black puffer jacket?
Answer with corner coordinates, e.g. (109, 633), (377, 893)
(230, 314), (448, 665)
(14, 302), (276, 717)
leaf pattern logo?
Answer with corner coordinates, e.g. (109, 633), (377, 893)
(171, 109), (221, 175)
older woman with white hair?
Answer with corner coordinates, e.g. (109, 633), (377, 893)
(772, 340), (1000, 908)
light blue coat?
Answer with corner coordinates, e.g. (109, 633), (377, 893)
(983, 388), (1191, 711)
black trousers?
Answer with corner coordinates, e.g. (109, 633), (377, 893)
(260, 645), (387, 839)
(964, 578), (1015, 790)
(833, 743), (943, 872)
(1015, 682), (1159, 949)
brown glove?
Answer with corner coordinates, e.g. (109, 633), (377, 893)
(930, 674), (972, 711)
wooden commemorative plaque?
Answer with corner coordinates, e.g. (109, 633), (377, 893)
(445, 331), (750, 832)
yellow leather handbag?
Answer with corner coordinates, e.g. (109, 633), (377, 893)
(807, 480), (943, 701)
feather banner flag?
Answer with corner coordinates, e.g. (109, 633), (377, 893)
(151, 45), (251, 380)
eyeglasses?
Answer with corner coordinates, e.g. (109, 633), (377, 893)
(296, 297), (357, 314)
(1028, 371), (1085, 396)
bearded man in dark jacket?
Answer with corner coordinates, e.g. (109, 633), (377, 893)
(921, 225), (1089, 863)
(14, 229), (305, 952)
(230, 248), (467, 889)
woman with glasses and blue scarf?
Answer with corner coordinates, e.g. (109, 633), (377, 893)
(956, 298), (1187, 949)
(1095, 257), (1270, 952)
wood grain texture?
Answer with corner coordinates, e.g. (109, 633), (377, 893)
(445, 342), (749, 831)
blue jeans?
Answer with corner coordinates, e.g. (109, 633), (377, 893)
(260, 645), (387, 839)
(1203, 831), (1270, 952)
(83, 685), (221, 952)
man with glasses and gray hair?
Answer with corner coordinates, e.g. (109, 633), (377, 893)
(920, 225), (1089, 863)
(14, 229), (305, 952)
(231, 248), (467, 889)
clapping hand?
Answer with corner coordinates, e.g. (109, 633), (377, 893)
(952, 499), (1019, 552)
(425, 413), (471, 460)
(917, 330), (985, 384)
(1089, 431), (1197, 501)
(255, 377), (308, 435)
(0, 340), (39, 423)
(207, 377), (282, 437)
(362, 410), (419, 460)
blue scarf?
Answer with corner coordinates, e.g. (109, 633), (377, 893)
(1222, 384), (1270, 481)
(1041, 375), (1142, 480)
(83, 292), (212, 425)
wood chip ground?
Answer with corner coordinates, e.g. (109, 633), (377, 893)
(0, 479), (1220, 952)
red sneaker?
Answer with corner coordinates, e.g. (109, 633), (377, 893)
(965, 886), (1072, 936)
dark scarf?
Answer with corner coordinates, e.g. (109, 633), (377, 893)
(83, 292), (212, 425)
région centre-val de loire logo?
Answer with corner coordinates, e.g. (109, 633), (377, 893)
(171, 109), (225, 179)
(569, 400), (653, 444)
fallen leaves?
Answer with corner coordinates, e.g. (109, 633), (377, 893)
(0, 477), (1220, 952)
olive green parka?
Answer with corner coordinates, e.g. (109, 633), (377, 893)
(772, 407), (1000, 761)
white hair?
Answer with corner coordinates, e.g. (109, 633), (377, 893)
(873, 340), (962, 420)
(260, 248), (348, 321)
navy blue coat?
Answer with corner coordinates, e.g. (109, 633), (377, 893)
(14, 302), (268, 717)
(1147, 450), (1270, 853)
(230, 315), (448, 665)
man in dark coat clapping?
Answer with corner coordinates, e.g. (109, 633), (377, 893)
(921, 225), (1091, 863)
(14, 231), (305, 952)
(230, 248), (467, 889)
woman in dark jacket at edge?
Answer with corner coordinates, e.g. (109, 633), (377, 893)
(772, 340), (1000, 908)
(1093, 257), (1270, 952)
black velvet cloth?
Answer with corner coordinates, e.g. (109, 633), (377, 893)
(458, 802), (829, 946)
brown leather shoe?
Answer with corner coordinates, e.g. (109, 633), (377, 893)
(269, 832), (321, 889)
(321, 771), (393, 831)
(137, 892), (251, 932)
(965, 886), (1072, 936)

○ ○ ○ ○ ○ ○ ○

**THE TASK:** Could you rewrite the records from the line with "feather banner flag?" up to and including the line with "(362, 410), (419, 460)", renaming "clapping hand" to "applauding hand" and keeping everything else the same?

**SOLUTION TO THIS PROBLEM:**
feather banner flag?
Answer with corner coordinates, e.g. (109, 633), (377, 893)
(151, 45), (251, 380)
eyeglasses?
Answer with corner coordinates, e.g. (109, 633), (377, 893)
(296, 297), (357, 314)
(1028, 371), (1085, 396)
bearded man in dark jacket?
Answer with corner coordinates, e.g. (109, 633), (377, 893)
(921, 225), (1089, 863)
(14, 229), (305, 952)
(230, 248), (467, 889)
woman with glasses and blue scarf?
Answer with corner coordinates, e.g. (109, 633), (377, 893)
(956, 298), (1187, 949)
(1095, 257), (1270, 952)
wood grain texture?
Answer with corner coordinates, e.g. (109, 633), (377, 893)
(445, 342), (749, 831)
blue jeans?
Answer with corner coordinates, e.g. (109, 633), (377, 893)
(260, 645), (387, 839)
(1203, 831), (1270, 952)
(83, 685), (221, 952)
man with glasses and gray hair?
Answer with corner coordinates, e.g. (109, 633), (377, 893)
(920, 225), (1089, 863)
(14, 229), (305, 952)
(231, 248), (467, 889)
applauding hand?
Answer with corner coordinates, e.g. (109, 633), (377, 893)
(952, 499), (1019, 552)
(425, 413), (471, 460)
(917, 330), (985, 384)
(1089, 431), (1197, 501)
(255, 377), (308, 435)
(0, 340), (39, 423)
(207, 377), (282, 437)
(362, 410), (419, 460)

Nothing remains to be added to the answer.